◆ **AIM OF THE TASK**
Please return the whole listing exactly.

◆ **DATA LISTING**
-------------------------

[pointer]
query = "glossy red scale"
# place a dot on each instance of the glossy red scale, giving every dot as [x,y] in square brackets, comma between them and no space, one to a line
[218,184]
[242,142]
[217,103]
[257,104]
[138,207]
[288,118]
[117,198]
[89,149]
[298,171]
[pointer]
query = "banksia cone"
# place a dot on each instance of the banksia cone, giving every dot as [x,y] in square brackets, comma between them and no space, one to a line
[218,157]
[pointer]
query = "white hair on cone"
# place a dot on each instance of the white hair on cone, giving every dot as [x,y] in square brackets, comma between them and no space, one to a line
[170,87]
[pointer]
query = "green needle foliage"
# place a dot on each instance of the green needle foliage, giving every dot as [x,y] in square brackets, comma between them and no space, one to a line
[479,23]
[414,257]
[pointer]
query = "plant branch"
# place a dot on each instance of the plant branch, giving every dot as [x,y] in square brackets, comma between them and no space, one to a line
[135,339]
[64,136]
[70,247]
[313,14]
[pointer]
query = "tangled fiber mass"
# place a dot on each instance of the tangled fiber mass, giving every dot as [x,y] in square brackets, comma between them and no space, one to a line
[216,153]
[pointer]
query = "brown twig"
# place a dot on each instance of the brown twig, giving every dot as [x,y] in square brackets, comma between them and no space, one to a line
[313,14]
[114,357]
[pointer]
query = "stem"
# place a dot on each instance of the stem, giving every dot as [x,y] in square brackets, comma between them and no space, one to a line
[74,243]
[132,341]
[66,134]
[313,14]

-------------------------

◆ **WRITTEN RESPONSE**
[pointer]
query = "glossy red scale"
# place a dot on each instance of the glossy red scale, giving every dot as [x,y] in square brackets, comma between them and no space, one to a line
[218,184]
[242,142]
[217,103]
[257,104]
[138,207]
[288,118]
[117,198]
[89,149]
[298,171]
[pointer]
query = "banksia cone"
# place a dot on each instance of the banksia cone, giving every dot as [x,y] in square brackets, comma between them and no space, one to a line
[218,157]
[pointer]
query = "white hair on cone"
# place a dot on each instance of the white hair on cone, giving every dot as [x,y] in square brackets, comma between them and no space, one to a line
[170,87]
[pointer]
query = "green needle foliage"
# place a dot on each instance of the green needle foliage, giving every dot as [x,y] in square brackets, comma between them and no space, one to a line
[479,23]
[414,257]
[pointer]
query = "plant branch"
# place a dot on each instance of the plant branch, giving every dot as [x,y] in square brackets, comma between them and no space, one to a line
[135,339]
[64,136]
[70,247]
[313,14]
[pointer]
query = "tangled fiber mass"
# place a dot on each instance of the tangled fiber mass, giving every dot as [x,y] in square brackets, comma between them and no space, one to a line
[216,153]
[pointer]
query = "brown twig"
# place a dot on each instance of the brown twig, giving every dot as [x,y] in square brackets, comma between them and no space, one to a line
[313,14]
[114,357]
[pointer]
query = "stem"
# place a dot on each instance of the stem, giving every dot as [x,y] in square brackets, comma between them and no space, one to a line
[74,243]
[132,341]
[66,134]
[313,14]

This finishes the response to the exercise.